__Recorded data__.
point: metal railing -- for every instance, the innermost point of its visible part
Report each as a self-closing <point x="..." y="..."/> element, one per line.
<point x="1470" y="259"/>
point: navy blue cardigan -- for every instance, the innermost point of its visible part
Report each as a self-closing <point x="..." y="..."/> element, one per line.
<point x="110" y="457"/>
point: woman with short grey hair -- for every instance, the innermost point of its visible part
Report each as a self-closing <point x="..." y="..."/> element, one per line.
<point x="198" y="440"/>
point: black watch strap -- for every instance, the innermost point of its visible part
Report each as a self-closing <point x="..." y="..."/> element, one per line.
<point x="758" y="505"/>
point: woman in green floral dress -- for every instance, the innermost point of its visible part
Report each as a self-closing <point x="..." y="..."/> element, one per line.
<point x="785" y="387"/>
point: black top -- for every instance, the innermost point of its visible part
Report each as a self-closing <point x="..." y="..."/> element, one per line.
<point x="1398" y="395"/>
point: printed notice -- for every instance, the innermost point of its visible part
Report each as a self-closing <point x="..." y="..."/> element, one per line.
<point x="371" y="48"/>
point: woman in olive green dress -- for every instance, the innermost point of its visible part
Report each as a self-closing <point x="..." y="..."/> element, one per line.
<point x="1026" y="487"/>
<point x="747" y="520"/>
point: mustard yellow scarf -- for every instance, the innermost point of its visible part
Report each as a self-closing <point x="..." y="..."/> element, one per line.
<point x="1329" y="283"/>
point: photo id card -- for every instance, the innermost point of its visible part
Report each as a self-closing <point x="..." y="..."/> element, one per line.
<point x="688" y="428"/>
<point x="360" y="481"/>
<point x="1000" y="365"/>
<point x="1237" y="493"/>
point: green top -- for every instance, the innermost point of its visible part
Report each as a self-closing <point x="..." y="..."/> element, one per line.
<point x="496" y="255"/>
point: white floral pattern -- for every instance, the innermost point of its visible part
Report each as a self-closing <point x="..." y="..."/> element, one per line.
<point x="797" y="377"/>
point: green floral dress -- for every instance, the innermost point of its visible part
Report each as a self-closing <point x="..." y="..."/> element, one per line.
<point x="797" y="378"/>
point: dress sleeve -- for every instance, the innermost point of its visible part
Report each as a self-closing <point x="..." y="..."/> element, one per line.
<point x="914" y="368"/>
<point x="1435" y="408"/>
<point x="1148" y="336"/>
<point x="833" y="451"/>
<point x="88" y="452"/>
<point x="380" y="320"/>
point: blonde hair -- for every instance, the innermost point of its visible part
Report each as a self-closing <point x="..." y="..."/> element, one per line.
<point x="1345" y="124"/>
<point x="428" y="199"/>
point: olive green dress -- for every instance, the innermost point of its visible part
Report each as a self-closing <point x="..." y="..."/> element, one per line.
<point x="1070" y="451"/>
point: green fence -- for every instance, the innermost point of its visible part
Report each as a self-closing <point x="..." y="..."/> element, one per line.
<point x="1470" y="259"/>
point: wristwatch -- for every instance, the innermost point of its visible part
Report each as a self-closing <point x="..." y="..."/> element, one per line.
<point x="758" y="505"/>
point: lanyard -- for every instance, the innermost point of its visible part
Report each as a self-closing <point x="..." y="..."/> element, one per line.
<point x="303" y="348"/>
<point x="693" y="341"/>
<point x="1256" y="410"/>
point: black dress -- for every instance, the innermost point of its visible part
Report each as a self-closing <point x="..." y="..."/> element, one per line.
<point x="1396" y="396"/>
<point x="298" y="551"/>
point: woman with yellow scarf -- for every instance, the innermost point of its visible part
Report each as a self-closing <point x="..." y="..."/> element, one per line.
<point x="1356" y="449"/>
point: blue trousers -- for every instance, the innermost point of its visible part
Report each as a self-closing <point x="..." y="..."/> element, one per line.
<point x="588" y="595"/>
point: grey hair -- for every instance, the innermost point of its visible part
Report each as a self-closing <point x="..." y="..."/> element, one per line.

__Task goal__. Return the data in full, exactly as it appears above.

__Completed exercise__.
point: metal railing -- for every instance, the innermost point of its visible part
Report each as a self-closing <point x="..." y="..."/> element, one per line.
<point x="1470" y="259"/>
point: navy blue cardigan -- for every instance, the innermost point of its visible part
Report each as a self-closing <point x="..." y="..."/> element, one per line.
<point x="110" y="457"/>
point: woman with short grey hair -- for every instance, the innermost point of its visible part
Report each as a self-closing <point x="..." y="..."/> element, one per line.
<point x="198" y="440"/>
point: black watch strap -- for every instance, the innermost point of its visible part
Report each as a self-closing <point x="..." y="..."/> element, one per line.
<point x="758" y="505"/>
point: woman in green floral dress -- for every instance, the innermost point of its visible part
Report each as a self-closing <point x="..." y="..."/> element, one per line.
<point x="785" y="387"/>
point: black top -- for every instance, the innermost point of its visible part
Report each as a self-closing <point x="..." y="..."/> element, one per line.
<point x="1398" y="395"/>
point: printed notice -- for every instance, the innermost point of its visible part
Report each as a self-closing <point x="..." y="..."/> element, one per line.
<point x="371" y="48"/>
point: woman in olive green dress -- for every instance, the innermost point of its visible part
Report each as a self-closing <point x="..." y="..."/> element, one per line.
<point x="1026" y="487"/>
<point x="747" y="520"/>
point: mustard yellow scarf -- for every instance, the innermost point of its visible part
Report each as a self-closing <point x="..." y="..."/> element, one per line.
<point x="1329" y="283"/>
point: photo id card -- for every instance, the innermost point of its visible part
Report each as a self-closing <point x="..." y="..."/> element, one per line.
<point x="688" y="428"/>
<point x="360" y="481"/>
<point x="1000" y="365"/>
<point x="1237" y="493"/>
point: green top -- for every instance, the innermost point of its visible part
Report each as a self-closing <point x="..." y="..."/> element, one per line.
<point x="496" y="255"/>
point: white floral pattern -- for every instance, the innermost point of its visible part
Report each as a self-closing <point x="..." y="..."/> element, one per line.
<point x="797" y="377"/>
point: green floral dress -- for every instance, the innermost point of its visible part
Report each as a self-closing <point x="..." y="..."/> element, one per line.
<point x="797" y="378"/>
point: dress sleeve -- for every instance, the innermost point of its visible part
Report each as a self-closing <point x="..." y="..."/> element, one per line.
<point x="914" y="368"/>
<point x="1435" y="408"/>
<point x="1148" y="336"/>
<point x="833" y="451"/>
<point x="88" y="452"/>
<point x="380" y="320"/>
point: blonde hair -- for every instance, the innermost point of its visible part
Report each as a self-closing <point x="..." y="..."/> element, one per line.
<point x="1345" y="124"/>
<point x="428" y="199"/>
point: olive green dress -- for every instance, the innermost point of its visible part
Report each as a self-closing <point x="..." y="..."/> element, one per line.
<point x="1070" y="451"/>
point: green fence -- for every instance, the innermost point of its visible part
Report each as a self-closing <point x="..." y="..."/> element, one per line.
<point x="1470" y="259"/>
point: wristwatch -- for every instance, the innermost point of its visible part
Report each as a self-closing <point x="..." y="..."/> element, one per line.
<point x="758" y="505"/>
point: lanyard -- for every instance, the innermost point of its visible part
Report each as a self-closing <point x="..." y="..."/> element, one per line.
<point x="303" y="348"/>
<point x="693" y="341"/>
<point x="1256" y="410"/>
point: black dress -- for every instance, the innermost point of its visible part
Report each as a self-closing <point x="..." y="..."/> element, one per line.
<point x="1396" y="396"/>
<point x="298" y="551"/>
point: woman with yellow scarf -- for every instance, the innermost point of its visible part
Report each as a self-closing <point x="..." y="..."/> element, one per line.
<point x="1356" y="449"/>
point: blue trousers -- for every instance, the innermost point of its visible part
Report each as a self-closing <point x="..." y="..."/> element, one per line.
<point x="588" y="595"/>
point: grey hair -- for every instance, the innermost point of its visible part
Report each as a self-closing <point x="..." y="..."/> element, one per line.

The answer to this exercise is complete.